• TASK DESCRIPTION: Starting at the beginning of the data and ending at the line that contains "x=147, y=700", convert those lines into a Markdown table with the columns Row and Line. Omit any blank lines.

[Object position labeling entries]
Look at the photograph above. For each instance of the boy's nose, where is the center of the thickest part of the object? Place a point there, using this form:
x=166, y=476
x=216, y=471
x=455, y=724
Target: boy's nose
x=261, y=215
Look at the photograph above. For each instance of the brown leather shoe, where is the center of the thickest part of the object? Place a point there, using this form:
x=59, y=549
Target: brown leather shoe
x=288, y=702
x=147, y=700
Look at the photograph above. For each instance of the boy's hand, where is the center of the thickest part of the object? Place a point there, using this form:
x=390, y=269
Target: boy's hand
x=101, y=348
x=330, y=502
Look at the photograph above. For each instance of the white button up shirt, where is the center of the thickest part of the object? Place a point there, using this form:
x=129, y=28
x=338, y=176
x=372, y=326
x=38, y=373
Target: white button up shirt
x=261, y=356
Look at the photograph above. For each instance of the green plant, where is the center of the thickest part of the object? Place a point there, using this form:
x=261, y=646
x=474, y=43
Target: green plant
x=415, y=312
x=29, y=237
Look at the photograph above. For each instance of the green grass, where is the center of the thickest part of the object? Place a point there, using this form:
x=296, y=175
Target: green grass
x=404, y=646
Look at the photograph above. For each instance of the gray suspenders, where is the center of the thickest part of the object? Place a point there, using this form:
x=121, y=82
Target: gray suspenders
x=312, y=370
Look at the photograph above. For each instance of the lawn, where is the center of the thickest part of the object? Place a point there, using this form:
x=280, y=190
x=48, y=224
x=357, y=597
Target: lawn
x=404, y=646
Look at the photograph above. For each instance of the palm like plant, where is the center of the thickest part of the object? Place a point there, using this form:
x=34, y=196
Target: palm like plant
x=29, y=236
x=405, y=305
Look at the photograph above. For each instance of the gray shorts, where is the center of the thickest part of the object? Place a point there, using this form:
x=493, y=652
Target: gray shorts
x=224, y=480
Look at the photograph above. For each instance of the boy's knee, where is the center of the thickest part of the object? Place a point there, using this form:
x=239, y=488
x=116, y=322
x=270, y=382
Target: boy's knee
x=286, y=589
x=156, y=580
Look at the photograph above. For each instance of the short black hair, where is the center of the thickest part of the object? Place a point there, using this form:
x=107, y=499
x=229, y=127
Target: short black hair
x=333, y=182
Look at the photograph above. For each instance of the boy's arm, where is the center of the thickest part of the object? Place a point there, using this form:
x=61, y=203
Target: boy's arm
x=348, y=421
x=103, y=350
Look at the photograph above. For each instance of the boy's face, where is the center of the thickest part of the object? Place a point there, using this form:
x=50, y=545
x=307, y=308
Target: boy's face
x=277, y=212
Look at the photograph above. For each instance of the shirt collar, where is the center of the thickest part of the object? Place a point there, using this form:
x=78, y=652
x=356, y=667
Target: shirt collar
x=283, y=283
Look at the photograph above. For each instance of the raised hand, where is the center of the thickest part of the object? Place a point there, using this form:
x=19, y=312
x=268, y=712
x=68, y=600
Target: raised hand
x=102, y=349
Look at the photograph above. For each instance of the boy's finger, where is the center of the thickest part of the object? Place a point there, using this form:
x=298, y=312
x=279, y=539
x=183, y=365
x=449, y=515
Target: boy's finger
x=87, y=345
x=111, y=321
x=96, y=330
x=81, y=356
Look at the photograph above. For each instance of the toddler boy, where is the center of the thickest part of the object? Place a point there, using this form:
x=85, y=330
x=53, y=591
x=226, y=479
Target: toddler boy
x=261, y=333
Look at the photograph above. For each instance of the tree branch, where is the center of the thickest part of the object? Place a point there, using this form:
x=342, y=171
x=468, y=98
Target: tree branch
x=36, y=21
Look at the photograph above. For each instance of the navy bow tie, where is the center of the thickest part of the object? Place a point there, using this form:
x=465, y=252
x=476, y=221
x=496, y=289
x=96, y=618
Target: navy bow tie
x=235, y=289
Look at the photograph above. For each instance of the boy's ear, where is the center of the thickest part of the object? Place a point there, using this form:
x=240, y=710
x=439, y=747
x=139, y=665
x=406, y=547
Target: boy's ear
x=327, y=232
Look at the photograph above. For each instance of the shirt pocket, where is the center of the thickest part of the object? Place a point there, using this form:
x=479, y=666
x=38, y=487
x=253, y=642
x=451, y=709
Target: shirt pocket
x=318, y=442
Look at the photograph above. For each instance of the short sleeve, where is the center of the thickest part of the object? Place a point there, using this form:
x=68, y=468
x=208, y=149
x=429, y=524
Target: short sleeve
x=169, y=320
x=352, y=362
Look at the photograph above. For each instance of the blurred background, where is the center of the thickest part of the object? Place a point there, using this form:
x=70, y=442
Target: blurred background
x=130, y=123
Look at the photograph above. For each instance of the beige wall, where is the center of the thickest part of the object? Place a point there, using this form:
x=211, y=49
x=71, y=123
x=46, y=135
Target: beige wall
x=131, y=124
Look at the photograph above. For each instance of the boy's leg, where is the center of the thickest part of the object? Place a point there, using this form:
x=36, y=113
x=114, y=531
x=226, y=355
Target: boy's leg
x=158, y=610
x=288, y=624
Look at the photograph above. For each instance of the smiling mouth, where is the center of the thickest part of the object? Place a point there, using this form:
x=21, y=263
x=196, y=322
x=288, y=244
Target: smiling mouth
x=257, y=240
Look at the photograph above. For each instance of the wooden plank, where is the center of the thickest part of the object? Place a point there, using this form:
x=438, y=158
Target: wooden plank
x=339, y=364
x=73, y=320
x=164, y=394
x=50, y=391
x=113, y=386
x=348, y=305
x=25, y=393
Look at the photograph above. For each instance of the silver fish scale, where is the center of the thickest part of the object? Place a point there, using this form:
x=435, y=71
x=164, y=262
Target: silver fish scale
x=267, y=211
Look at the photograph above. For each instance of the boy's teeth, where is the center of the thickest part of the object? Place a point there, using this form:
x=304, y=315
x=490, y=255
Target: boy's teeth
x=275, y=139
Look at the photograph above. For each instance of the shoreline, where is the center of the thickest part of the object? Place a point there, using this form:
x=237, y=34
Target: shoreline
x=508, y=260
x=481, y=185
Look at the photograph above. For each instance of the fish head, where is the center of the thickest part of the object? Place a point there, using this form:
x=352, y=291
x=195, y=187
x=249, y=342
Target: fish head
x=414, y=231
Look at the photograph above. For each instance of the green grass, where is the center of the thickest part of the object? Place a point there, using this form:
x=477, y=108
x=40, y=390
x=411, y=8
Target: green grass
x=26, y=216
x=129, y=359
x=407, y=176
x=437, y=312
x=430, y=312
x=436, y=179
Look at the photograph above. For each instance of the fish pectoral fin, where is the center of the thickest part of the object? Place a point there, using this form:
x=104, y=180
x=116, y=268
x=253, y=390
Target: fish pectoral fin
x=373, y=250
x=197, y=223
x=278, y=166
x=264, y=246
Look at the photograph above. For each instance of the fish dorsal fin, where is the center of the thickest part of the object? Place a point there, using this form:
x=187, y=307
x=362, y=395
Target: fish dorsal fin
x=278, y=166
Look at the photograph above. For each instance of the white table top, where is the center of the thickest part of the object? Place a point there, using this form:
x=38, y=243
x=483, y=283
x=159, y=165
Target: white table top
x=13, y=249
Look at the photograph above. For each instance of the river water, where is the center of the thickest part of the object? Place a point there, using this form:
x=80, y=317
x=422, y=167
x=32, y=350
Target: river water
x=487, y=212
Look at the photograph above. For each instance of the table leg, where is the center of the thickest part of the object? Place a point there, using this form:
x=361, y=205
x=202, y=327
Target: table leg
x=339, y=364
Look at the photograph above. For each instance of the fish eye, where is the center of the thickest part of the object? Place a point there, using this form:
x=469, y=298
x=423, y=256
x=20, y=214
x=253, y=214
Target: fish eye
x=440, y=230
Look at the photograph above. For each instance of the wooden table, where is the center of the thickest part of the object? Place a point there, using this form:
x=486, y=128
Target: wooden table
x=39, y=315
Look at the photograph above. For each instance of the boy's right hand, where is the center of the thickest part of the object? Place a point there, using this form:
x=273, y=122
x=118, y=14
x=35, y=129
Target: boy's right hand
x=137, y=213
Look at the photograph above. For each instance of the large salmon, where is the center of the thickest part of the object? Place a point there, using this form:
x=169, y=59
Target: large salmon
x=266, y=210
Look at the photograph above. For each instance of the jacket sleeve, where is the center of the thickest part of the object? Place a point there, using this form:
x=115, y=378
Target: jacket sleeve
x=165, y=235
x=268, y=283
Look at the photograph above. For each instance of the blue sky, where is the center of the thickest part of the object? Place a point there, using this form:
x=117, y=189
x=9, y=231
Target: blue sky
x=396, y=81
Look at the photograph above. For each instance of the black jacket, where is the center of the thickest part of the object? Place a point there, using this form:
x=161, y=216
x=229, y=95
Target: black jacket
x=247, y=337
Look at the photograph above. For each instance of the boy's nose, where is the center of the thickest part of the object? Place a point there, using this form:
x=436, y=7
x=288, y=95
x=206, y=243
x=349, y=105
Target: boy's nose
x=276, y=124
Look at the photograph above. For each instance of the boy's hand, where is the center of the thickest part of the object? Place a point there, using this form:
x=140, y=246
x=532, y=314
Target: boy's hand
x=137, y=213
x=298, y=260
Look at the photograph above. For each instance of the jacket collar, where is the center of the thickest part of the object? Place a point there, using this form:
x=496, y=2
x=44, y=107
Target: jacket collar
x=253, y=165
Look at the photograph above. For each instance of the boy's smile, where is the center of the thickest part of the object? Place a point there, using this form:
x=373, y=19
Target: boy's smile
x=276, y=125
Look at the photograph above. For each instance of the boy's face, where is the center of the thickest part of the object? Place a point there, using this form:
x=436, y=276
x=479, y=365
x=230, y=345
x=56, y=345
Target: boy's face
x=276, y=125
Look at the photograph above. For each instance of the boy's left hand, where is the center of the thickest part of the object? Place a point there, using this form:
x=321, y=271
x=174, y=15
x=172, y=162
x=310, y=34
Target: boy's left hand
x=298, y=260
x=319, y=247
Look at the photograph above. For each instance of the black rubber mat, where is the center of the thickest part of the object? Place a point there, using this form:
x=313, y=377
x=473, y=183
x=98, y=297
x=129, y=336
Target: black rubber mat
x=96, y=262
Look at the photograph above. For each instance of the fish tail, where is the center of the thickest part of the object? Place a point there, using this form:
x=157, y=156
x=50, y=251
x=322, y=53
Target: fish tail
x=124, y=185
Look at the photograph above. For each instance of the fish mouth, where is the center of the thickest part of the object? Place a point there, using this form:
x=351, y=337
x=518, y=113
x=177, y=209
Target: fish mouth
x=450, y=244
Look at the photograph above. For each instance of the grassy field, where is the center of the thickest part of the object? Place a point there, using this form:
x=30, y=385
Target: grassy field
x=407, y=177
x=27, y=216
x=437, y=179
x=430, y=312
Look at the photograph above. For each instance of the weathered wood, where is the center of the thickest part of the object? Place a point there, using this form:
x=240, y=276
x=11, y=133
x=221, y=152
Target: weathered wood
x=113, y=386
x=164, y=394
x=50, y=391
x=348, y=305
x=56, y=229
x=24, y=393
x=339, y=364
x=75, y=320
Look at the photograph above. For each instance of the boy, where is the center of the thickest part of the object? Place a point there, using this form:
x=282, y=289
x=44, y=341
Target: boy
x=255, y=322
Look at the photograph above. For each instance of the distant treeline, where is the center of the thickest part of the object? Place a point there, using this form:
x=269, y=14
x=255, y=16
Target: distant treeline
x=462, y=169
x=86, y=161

• WRITTEN SOLUTION:
| Row | Line |
|---|---|
| 1 | Look at the photograph above. For each instance of the boy's nose, where is the center of the thickest part of the object? Place a point there, using this form: |
| 2 | x=166, y=476 |
| 3 | x=216, y=471 |
| 4 | x=455, y=724 |
| 5 | Target: boy's nose |
| 6 | x=261, y=215 |
| 7 | Look at the photograph above. For each instance of the brown leather shoe, where is the center of the thickest part of the object? Place a point there, using this form: |
| 8 | x=59, y=549 |
| 9 | Target: brown leather shoe |
| 10 | x=288, y=702 |
| 11 | x=147, y=700 |